Oh No He Didn't
Over at the Trenches, Mick dares to remember something I wrote in a comment at his place over thirty years ago and then adds insult to injury by disagreeing with it. Look, I'm the first to admit that I am always wrong, but in this case - the case wherein I claim that a boycott of WalMart is the best way to get them to cave on their kill-the-worker business model - in this case, I'm right.
Mick read this:
The new Wal-Mart in Landover Hills doesn’t sell alcohol or guns. It does have skylights to cut down on energy use. It does not operate 24 hours.
Such concessions were unheard of at Wal-Mart’s cookie-cutter stores several years ago. But they are just a few of the compromises the world’s largest retailer reached with Prince George’s County residents and community leaders concerned about the store’s impact on the neighborhood.
It’s a new way of doing business for the company, whose hopes for domestic growth lie in conquering urban areas such as Landover Hills, where it has faced strong opposition from labor unions and small businesses. The store symbolizes how far Wal-Mart was willing to go to gain a foothold….
and wrote:
I knew this was coming, and I knew it would work. The only question was: would the community be willing to co-ordinate its opposition with unions? That question is still to be answered, but the Good News is that at least unions themselves are beginning to realize that they can’t beat Wal-Mart without it.

# # # #

== SHORT EXERCISE ==
Please continue the blog post above about boycotting Wal-Mart, starting after its final sentence.

== DATA PROVIDED ==
# # # #

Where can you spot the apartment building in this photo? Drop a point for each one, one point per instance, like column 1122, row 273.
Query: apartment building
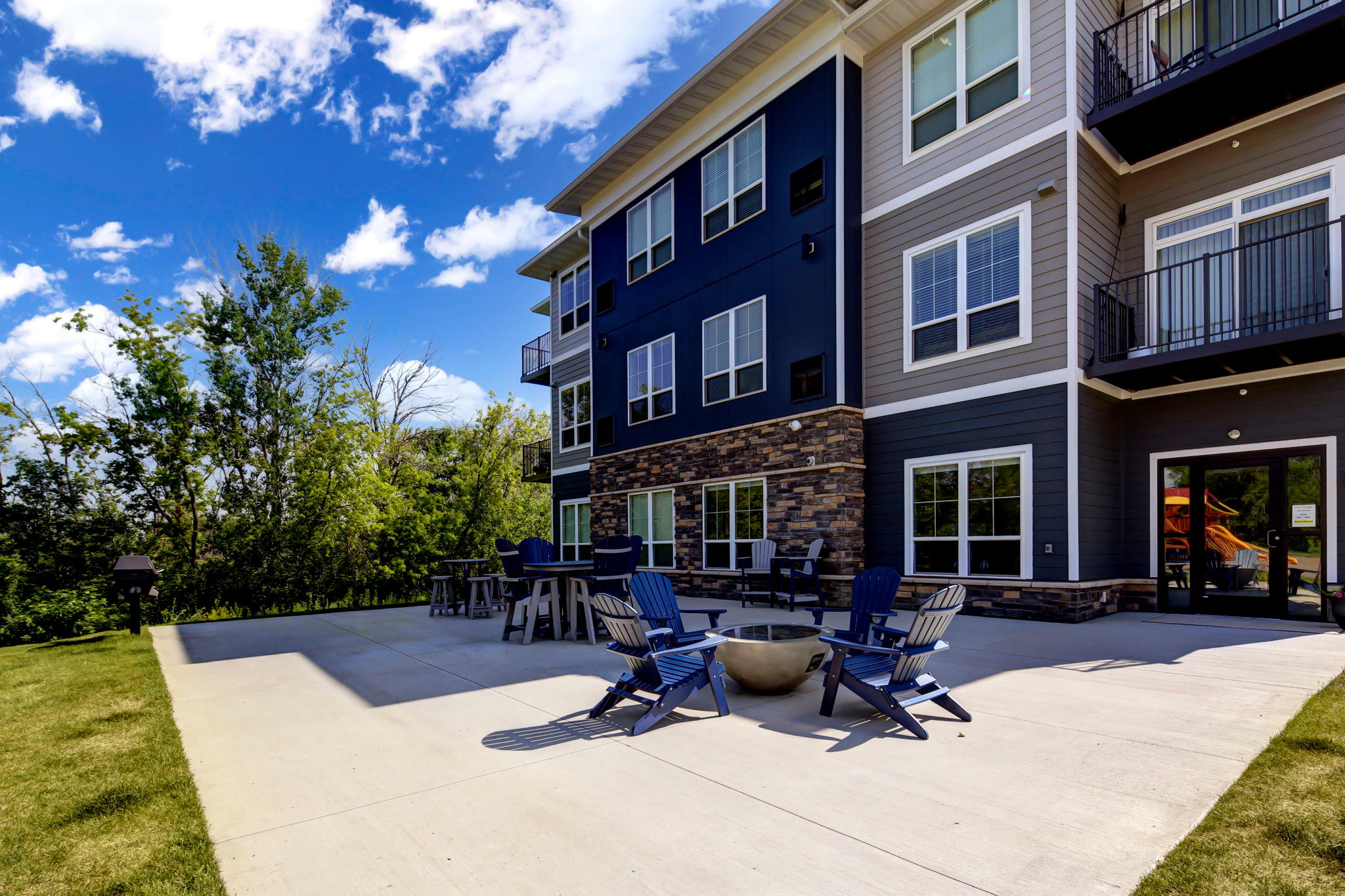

# # # #

== WRITTEN REPLY ==
Well, of course, he's right. Community is important. Gotta have community. Can't have a good boycott without community involvement for heaven's sake. But we have seen what happened when a community tried to do the right thing and drag big box retailers along with them. Last year Chicago's City Council passed a living wage ordinance, Lowe's and Target backed out of a big development deal, Daley used his first veto in seventeen years to squash the ordinance and then didn't get overidden.
Skylights and gun-free stores are great and they, along with the stocking of energy efficient lightbulbs and "organic" food, show that WalMart will respond to what they identify as market trends. But health care and a living wage are another thing altogether. Getting concessions on WalMart's class war as business model strategy is going to require causing stockholders real pain. Happily, I think that WalMart runs on such a razor-thin margin and has a stockprice that's so important to the market in general that a serious single-day boycott would shake them up pretty severely. Keep it going for a week and they'll blink. The apparently insurmountable trick is to get it going. God bless America.






Good gravy Marie but one is touchy after midnight, isn't one?
Look, I never said "instead of a boycott". The first two words in Prong 1 are in fact "A boycott". I agree with you. Where I disagree is with the idea that they're so paranoid that a boycott alone would do the trick and, more importantly, that they would actually change their business model instead of making a few PR moves and then going back to BAU as soon as the cameras were turned off. There needs to be an infrastructure in place to keep them in line. You can't keep a boycott going forever, you know. WM can't be trusted, you know that, and there needs to be an agreement in place featuring a watchdog with very large pointy teeth.
My point about the article you cite was certainly NOT that it was sufficient. I was only noting that the lines of communication are finally open between unions and local businesses and that they need to be used. So will the unions use them for something other than lightbulbs? Can they?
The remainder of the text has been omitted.